Fino
a poco tempo fa tenevo con costanza una sorta di diario sul quale
annotavo le mie riflessioni, le mie sensazioni e i pensieri meno
limpidi. Quel diario era lo specchio esatto dei tempi che vivevo.
Era, insomma, una sorta di breviario estremamente negativo dei miei
giorni e delle mie notti, un florilegio dei miei desiderata, per
troppo tempo sospeso tra lucidità e follia, di quei tempi da lupi
che stavo vivendo, densi di infamie e miseria morale, tempi che in un
futuro non troppo lontano vorrò probabilmente dimenticare.
Oggi
il diario non c'è più - non valeva la pena raccogliere quei miei
pensieri neri, quelle mie frasi disperate e patetiche su una pagina
inutile di un altrettanto inutile diario -. ne ha preso il posto una
sorta di agenda, una speciale scatola delle idee (Il taccuino,
Bernard Quiriny), un posto in cui annotare parole prima che
svaniscano e di cui prendermi cura quando resto da solo, un luogo di
sosta della memoria, una palestra delle riflessioni (Il diario di
appunti, Marguerite Duras).
Ma
in quel diario scomparso, in un lontano giorno di marzo, avevo
annotato...
M’imbatto a volte in
resoconti storici sul Risorgimento e sull’Unità d’Italia, sono
belli da leggere, affascinano e un po' accarezzano l’orgoglio
nazionale, nel presente troppo mortificato. Ma soltanto quelli
firmati da storici italiani sono così epici. Dagli storiografi
stranieri, che secondo me sono quelli più attendibili, emerge
tutt’altra realtà. E attenzione, sto parlando di gente del calibro
di Dennis
Mack Smith
e di Arthur
Clarke.
Da tali studi, che si basano su documenti storici attendibili, pare
che l’Unità d’Italia sia stata “accidentale”,
cioè, che sia avvenuta come per caso, mentre si stava facendo
qualcos’altro.
Ma com’è possibile?
Se ci pensate bene, se
leggete attentamente fra le righe della Storia, quella ufficiale,
quella con la esse maiuscola, vi accorgerete che è così.

Esercizio =>
Riporta senza modifiche il passo del testo sul diario che comincia con le parole "Da tali studi, che" e si ferma dopo "che è così.". Le voci non hanno alcun legame con il testo sul diario.

Dati forniti =>

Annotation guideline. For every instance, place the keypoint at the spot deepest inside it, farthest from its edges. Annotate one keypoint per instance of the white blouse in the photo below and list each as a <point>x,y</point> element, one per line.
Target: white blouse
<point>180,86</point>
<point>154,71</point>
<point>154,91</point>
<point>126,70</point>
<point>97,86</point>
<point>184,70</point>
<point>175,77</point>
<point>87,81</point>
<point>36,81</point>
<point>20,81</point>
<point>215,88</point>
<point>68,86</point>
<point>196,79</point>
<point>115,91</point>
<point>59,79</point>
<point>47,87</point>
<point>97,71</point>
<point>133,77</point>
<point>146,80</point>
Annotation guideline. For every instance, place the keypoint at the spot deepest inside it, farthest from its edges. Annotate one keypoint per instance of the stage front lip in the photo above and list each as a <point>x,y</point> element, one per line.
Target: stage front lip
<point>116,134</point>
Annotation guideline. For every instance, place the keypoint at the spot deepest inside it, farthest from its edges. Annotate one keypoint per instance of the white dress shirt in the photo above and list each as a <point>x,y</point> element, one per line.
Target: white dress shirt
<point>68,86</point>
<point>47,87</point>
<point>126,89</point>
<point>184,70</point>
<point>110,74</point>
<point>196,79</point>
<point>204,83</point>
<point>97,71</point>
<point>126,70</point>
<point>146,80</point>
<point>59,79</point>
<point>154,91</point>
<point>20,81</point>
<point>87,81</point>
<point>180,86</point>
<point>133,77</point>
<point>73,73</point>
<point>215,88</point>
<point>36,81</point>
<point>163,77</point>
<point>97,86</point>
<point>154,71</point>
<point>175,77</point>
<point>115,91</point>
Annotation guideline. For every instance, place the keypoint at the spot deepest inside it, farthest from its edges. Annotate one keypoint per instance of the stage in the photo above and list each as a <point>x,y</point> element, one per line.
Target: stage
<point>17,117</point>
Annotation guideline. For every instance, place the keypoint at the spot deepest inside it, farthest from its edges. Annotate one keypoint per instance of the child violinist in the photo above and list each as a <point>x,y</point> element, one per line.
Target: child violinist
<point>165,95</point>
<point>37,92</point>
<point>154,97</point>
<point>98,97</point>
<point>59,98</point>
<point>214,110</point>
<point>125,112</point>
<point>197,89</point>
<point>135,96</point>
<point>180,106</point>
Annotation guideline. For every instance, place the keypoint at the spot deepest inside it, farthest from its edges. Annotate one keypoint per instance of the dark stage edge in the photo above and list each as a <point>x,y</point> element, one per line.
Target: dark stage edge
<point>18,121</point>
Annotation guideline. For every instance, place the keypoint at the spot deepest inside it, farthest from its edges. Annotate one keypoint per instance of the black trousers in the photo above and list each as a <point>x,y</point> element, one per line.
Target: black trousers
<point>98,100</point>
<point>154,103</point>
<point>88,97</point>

Esercizio svolto =>
Da tali studi, che si basano su documenti storici attendibili, pare
che l’Unità d’Italia sia stata “accidentale”,
cioè, che sia avvenuta come per caso, mentre si stava facendo
qualcos’altro.
Ma com’è possibile?
Se ci pensate bene, se
leggete attentamente fra le righe della Storia, quella ufficiale,
quella con la esse maiuscola, vi accorgerete che è così.